• Task prompt
The data below holds the lines to copy: everything from the line containing "positive clicks: (248, 230)" to the line containing "rough mask: <svg", both ends included, set down exactly.
:::
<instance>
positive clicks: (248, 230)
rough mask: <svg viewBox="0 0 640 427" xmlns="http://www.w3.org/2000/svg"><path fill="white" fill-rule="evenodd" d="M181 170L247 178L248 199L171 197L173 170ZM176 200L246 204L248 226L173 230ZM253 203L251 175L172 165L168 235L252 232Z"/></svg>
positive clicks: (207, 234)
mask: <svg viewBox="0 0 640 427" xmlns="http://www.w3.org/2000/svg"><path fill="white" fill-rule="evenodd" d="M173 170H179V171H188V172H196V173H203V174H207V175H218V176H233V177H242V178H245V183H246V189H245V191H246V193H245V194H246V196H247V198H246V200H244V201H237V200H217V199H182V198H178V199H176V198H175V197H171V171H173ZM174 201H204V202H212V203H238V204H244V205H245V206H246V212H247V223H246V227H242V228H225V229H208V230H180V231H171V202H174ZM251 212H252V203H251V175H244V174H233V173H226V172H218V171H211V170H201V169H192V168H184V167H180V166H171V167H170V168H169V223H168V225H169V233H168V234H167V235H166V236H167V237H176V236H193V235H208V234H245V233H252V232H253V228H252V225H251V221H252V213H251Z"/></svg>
:::
• Expected answer
positive clicks: (248, 230)
rough mask: <svg viewBox="0 0 640 427" xmlns="http://www.w3.org/2000/svg"><path fill="white" fill-rule="evenodd" d="M181 170L247 178L248 199L171 197L173 170ZM176 200L246 204L248 226L173 230ZM253 203L251 175L172 165L168 235L252 232Z"/></svg>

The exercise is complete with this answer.